◆ Brief ◆
Answer these questions from the Form 8-K filing below:
(a) What date is given as the Date of Report?
(b) In what state is Viisage Technology, Inc. incorporated?
(c) Which company became a wholly-owned subsidiary of Viisage as a result of the Merger?

◆ Page ◆
-- Start --

Form 8-K
   

SECURITIES AND EXCHANGE COMMISSION

WASHINGTON, D.C. 20549

   
       

 

 

 

FORM 8-K

 

CURRENT REPORT

 

PURSUANT TO SECTION 13 OR 15(d) OF

THE SECURITIES EXCHANGE ACT OF 1934

 

 

 

 

Date of Report (Date of earliest event reported):    

  October 5, 2004

 

 

 

VIISAGE TECHNOLOGY, INC.
(Exact name of registrant as specified in its charter)

 

 

Delaware   000-21559   04-3320515

(State of incorporation

or organization)

 

(Commission

file number)

 

(I.R.S. employer

identification no.)

 

 

296 Concord Road, Billerica, Massachusetts   01821
(Address of principal executive office)   (Zip code)

 

 

Registrant’s telephone number, including area code:       (978) 932-2200

 

 

Check the appropriate box below if the Form 8-K filing is intended to simultaneously satisfy the filing obligation of the registrant under any of the following provisions:

 

¨ Written communications pursuant to Rule 425 under the Securities Act (17 CFR 230.425)

 

¨ Soliciting material pursuant to Rule 14a-12 under the Exchange Act (17 CFR 240.14a-12)

 

¨ Pre-commencement communications pursuant to Rule 14d-2(b) under the Exchange Act (17 CFR 240.14d-2(b))

 

¨ Pre-commencement communications pursuant to Rule 13e-4(c) under the Exchange Act (17 CFR 240.13e-4(c))


Item 1.01. Entry into Material Definitive Agreement.

 

Viisage Technology, Inc. (“Viisage”) entered into an Agreement and Plan of Merger (the “Merger Agreement”) dated October 5, 2004 by and among Viisage, Imaging Automation, Inc. (“iA”) and Ireland Acquisition Corp., a wholly-owned subsidiary of Viisage. Concurrently with the execution and delivery of the Merger Agreement, all of the outstanding capital stock of iA was exchanged for common stock of Viisage, and iA was merged with and into Ireland Acquisition Corp., which resulted in iA becoming a wholly-owned subsidiary of Viisage (the “Merger”).

-- End --

◆ A run of rows ◆
-- Start --

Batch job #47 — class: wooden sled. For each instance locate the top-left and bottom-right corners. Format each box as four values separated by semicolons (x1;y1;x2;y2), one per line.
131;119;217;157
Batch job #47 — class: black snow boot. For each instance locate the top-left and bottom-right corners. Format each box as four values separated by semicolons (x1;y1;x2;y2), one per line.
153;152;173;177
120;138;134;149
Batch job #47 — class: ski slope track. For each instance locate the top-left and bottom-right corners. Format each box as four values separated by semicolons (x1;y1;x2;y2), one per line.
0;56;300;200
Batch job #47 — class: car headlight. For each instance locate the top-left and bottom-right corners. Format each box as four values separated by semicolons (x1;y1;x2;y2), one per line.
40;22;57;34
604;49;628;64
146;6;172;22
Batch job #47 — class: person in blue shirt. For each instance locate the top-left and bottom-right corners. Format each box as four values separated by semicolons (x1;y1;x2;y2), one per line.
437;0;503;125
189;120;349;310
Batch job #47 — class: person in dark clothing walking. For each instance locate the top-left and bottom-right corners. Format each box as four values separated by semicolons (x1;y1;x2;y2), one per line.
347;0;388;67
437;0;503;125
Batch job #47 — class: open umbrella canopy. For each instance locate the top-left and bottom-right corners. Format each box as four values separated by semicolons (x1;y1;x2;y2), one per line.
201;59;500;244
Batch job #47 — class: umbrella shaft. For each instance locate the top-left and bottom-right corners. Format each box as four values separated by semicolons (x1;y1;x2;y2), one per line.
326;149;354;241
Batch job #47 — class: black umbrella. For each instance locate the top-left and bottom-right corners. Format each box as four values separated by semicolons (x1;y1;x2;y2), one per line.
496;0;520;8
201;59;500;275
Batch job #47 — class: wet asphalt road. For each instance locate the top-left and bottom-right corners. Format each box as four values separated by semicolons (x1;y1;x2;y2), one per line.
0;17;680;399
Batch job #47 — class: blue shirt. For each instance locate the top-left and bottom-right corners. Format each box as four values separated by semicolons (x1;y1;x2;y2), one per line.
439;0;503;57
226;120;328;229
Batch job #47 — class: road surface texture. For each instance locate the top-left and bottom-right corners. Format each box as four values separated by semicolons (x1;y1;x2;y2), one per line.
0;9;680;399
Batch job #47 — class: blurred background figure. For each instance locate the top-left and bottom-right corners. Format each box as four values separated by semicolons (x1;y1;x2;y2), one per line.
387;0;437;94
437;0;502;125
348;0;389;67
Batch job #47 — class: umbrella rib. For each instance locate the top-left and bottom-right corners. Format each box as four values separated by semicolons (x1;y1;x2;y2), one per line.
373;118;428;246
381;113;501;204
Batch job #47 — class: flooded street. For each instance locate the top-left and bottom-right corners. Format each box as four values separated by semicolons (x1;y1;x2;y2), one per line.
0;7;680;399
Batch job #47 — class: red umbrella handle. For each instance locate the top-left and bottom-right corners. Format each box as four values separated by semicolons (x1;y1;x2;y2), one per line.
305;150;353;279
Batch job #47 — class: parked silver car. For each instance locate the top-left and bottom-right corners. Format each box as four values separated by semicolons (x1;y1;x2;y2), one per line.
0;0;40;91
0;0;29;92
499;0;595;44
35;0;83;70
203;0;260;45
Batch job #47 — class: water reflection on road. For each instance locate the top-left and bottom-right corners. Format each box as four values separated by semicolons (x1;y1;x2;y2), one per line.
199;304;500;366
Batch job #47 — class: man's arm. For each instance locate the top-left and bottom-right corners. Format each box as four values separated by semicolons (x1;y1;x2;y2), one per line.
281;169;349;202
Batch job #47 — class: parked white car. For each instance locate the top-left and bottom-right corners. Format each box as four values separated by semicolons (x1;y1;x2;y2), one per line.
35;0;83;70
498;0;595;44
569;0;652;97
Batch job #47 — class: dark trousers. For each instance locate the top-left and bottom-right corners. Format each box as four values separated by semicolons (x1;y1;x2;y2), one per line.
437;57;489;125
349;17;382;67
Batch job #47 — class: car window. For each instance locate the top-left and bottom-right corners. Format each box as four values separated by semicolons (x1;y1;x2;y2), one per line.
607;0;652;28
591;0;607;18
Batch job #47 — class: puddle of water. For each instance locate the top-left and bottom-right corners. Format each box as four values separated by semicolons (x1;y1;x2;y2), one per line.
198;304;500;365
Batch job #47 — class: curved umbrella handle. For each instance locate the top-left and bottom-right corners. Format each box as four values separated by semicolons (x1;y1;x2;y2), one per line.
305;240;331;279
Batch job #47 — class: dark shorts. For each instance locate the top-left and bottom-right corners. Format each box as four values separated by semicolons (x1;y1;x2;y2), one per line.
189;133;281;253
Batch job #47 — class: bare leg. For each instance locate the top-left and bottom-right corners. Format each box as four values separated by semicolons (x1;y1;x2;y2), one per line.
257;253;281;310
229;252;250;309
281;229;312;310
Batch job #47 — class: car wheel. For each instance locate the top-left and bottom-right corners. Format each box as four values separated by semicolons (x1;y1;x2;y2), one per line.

-- End --
-- Start --

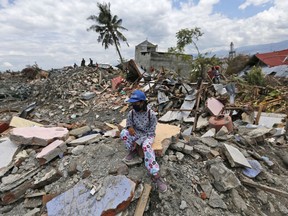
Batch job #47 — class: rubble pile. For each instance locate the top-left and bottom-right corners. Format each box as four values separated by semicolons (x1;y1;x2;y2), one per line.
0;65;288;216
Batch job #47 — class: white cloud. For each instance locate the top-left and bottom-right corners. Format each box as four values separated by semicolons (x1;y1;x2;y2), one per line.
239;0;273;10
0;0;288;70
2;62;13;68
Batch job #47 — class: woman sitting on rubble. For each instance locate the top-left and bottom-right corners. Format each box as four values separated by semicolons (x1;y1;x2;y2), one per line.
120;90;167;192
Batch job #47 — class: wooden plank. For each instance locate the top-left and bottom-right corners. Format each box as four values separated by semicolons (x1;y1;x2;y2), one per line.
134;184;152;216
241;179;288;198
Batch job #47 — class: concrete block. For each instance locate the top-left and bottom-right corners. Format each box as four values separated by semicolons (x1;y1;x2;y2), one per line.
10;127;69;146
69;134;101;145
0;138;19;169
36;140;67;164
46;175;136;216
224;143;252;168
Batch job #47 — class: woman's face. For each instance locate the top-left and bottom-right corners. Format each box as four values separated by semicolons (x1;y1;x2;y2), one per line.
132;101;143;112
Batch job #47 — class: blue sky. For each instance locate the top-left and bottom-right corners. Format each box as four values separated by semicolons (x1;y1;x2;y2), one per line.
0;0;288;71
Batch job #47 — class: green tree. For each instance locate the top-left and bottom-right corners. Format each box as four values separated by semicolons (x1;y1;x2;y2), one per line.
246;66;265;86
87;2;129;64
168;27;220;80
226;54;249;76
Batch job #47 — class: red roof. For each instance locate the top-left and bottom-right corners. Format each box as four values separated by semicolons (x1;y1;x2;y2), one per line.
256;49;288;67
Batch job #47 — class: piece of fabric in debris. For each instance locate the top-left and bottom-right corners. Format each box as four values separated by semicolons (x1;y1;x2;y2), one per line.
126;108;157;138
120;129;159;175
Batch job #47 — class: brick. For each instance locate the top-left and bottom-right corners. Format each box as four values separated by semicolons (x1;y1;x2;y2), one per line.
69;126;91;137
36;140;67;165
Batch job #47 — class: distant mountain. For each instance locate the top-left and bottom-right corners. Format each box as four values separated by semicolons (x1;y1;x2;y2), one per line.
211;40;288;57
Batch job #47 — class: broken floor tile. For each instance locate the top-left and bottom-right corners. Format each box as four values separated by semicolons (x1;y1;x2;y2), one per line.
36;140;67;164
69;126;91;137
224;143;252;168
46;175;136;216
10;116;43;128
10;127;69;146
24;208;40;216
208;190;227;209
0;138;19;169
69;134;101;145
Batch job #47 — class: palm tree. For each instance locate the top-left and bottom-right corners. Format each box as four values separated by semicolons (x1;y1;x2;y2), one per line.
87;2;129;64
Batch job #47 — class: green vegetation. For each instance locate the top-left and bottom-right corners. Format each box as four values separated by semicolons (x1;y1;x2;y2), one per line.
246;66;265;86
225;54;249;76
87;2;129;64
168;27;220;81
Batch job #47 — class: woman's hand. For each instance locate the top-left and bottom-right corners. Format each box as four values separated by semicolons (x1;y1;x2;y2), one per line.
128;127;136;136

-- End --

◆ Answer to the task ◆
(a) October 5, 2004
(b) Delaware
(c) Imaging Automation, Inc. ("iA")